* _Working data_:
————————
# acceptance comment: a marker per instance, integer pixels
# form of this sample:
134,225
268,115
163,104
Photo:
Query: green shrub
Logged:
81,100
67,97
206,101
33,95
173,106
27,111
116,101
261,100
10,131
————————
* _Problem to solve_: Write out the entries again, swapping "shrub" for "bush" and leaving everything else unchanged.

* _Worked answer_:
# acceptance comment: a marker per instance, integer pixels
# form of this sample:
134,225
268,115
163,104
Photo:
Query: green bush
Logged:
81,100
67,97
206,101
33,95
173,106
27,111
116,101
261,100
10,131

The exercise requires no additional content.